* [EXERCISE MATERIALS]:
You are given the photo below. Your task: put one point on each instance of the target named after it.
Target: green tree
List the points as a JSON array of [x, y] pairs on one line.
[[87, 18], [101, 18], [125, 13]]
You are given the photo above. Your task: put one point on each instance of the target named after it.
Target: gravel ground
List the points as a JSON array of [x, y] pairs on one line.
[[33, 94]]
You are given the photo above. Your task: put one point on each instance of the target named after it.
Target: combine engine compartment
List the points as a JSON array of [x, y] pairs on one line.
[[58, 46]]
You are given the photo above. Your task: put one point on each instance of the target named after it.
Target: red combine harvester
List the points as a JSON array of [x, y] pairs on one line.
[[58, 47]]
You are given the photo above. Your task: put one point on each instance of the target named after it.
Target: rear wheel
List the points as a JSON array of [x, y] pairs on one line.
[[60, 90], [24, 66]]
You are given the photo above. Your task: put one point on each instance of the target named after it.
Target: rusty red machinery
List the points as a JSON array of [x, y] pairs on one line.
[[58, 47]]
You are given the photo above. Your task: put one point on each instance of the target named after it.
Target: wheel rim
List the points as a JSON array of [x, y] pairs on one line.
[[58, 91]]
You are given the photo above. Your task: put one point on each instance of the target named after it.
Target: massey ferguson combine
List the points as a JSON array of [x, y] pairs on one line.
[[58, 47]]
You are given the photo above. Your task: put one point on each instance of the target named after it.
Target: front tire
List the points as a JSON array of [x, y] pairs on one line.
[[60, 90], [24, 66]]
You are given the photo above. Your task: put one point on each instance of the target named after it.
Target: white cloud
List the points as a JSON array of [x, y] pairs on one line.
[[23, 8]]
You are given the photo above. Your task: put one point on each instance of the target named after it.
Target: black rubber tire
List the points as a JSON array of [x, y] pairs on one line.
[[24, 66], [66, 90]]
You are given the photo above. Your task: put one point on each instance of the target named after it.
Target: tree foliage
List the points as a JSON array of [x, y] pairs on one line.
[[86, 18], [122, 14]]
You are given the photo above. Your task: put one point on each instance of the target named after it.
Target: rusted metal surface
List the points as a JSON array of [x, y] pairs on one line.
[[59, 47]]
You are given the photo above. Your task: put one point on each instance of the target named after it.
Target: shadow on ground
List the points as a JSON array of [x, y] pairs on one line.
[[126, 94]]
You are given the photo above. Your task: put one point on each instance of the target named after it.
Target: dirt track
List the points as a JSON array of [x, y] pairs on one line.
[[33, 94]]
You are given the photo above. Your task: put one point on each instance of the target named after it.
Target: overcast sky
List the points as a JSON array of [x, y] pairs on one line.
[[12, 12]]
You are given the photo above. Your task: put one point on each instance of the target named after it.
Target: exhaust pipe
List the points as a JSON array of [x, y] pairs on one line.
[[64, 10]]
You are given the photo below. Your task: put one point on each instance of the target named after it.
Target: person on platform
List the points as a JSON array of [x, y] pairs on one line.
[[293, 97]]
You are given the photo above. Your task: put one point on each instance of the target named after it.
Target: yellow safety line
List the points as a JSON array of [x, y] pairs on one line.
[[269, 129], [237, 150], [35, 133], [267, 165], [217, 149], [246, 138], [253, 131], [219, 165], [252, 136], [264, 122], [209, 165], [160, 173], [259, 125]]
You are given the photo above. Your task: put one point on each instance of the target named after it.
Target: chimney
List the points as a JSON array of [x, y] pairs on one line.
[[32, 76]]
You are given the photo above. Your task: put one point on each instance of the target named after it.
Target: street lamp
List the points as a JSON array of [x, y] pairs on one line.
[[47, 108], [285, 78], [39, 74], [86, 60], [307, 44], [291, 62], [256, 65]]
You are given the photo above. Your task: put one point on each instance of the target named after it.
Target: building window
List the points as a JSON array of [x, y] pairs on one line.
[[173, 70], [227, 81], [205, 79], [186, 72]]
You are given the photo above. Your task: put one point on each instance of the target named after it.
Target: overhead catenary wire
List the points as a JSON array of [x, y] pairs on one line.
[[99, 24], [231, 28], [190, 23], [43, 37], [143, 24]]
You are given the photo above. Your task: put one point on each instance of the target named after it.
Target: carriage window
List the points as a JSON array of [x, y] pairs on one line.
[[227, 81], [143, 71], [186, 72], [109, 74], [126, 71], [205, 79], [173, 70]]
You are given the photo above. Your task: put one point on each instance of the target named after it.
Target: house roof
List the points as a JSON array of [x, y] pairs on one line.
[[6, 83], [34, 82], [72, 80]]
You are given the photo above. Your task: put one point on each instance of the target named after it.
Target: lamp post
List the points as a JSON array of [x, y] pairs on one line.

* [EXERCISE DETAILS]: Reproduce the data, keeping every line exactly the same.

* [EXERCISE OUTPUT]:
You are given the photo below. Your task: put one point on each instance of the target named after it.
Target: green tree
List the points as a JSON array of [x, y] pairs on one line.
[[87, 18], [101, 18], [125, 13]]
You are given the photo above. Your task: put one point on each instance of the target named after it.
Target: gravel ground
List the points as a JSON array of [x, y] pairs on one line.
[[33, 94]]
You are given the photo above. Your task: put one point on each instance of the target named after it.
Target: combine engine compartment
List the points as a JSON array of [x, y] pairs on one line.
[[58, 46]]
You are given the photo above. Your task: put one point on each instance of the target named after it.
Target: red combine harvester
List the points as a JSON array of [x, y] pairs on one line.
[[58, 47]]
You are given the photo above. Your task: put one point on each instance of the target named after it.
Target: rear wheel
List the points as a JSON array of [x, y] pairs on one line.
[[60, 90], [24, 66]]
You are given the photo above. Your task: put one point on each instance of the target named after it.
Target: rusty red machinery
List the points as a JSON array of [x, y] pairs on one line.
[[58, 47]]
You are given the photo above. Your task: put one point on each instance of the target named after it.
Target: wheel rim
List the points as a JSON array of [x, y] pairs on one line.
[[58, 91]]
You are given the photo above. Your task: put one point on each instance of the target named after it.
Target: massey ferguson combine
List the points as a JSON array of [x, y] pairs on one line.
[[58, 47]]
You are given the photo above. Your task: put one point on each instance of the target named after it.
Target: front tire
List the points as a JSON array of [x, y] pairs on one line.
[[60, 90], [24, 66]]
You are given the photo above. Your task: put one point on each instance of the target named after it.
Target: white cloud
List the points as a JSON array of [x, y] pairs on one line.
[[23, 8]]
You are given the photo above. Your task: put one point on each instance of the target named after it.
Target: black rubber tire
List the points as a JSON array of [x, y] pairs on one line.
[[24, 66], [66, 90]]
You are given the photo above. Your task: put one point on each instance of the target named after it.
Target: tree foliage
List the points as a JSON array of [x, y] pairs on one line.
[[86, 18], [122, 14]]
You are given the photo above. Your task: put one point on each instance of the target named after it.
Target: rusted metal surface
List the points as a JSON array of [x, y] pairs on one line.
[[59, 47]]
You are given the photo above. Your task: put one point on each instance of the target named after it.
Target: shadow on ground
List the points as a JSON array of [x, y] pairs on one line.
[[126, 94]]
You are given the photo above. Your task: put one point on each instance of the target named after it.
Target: dirt track
List the points as a JSON array of [x, y] pairs on one line.
[[33, 94]]
You are given the photo above. Your task: put one point on each instance of the target named after it.
Target: overcast sky
List the points as a JSON array of [x, y] pairs on one line.
[[12, 12]]
You are given the photo above. Your task: put one point on each instance of the target named after it.
Target: exhaust pipe
List the points as a JSON array of [x, y] pairs on one line.
[[64, 10]]
You are given the photo below. Your task: put one point on each instance of the target named after it.
Target: person on platform
List the points as a JSON array of [x, y] pairs on one line.
[[293, 97]]
You are given the photo above. Your task: put one point on each instance of the target named after it.
Target: yellow safety line
List the points as a JSON array of [x, y] pairs on one line.
[[269, 129], [237, 150], [35, 133], [267, 165], [217, 149], [246, 138], [253, 131], [219, 165], [252, 136], [264, 122], [209, 165], [160, 173], [259, 125]]
You are given the photo above. Your task: put one point on each instance of the target named after it.
Target: chimney
List the points as a JSON array of [x, y] pairs on one line.
[[32, 76]]
You are given the photo above. Your task: put one point on each instance of the target named after it.
Target: street lamp
List the points as a JSON array of [x, y] pairs on one line.
[[47, 108], [285, 78], [39, 74], [86, 60], [307, 44], [291, 62], [256, 65]]
You are given the photo above. Your task: put one point on each instance of the target named after it.
Target: building window
List the points as a JSON array of [x, y] pairs on one line.
[[173, 70], [227, 81], [205, 79], [186, 72]]
You are given the photo above. Your task: put one point on each instance of the target named after it.
Target: overhead catenary wire
List the points as a JSON array of [x, y] pairs on one line.
[[99, 24], [231, 28], [190, 23], [43, 37], [143, 24]]
You are given the photo above. Your task: put one point on each instance of the target named after it.
Target: carriage window
List the points as a JSON array of [x, y] pairs on one line.
[[227, 81], [143, 71], [186, 72], [109, 74], [126, 71], [205, 79], [173, 70]]
You are given the photo above. Your task: put one point on each instance of the target named after it.
Target: house roof
List the points as a JSON array of [x, y] pairs on one line.
[[6, 83], [34, 82], [72, 80]]
You are given the photo above. Your task: put one point on each instance of the target named after it.
Target: lamp post
List the points as a JSON array of [x, y] pairs on one line.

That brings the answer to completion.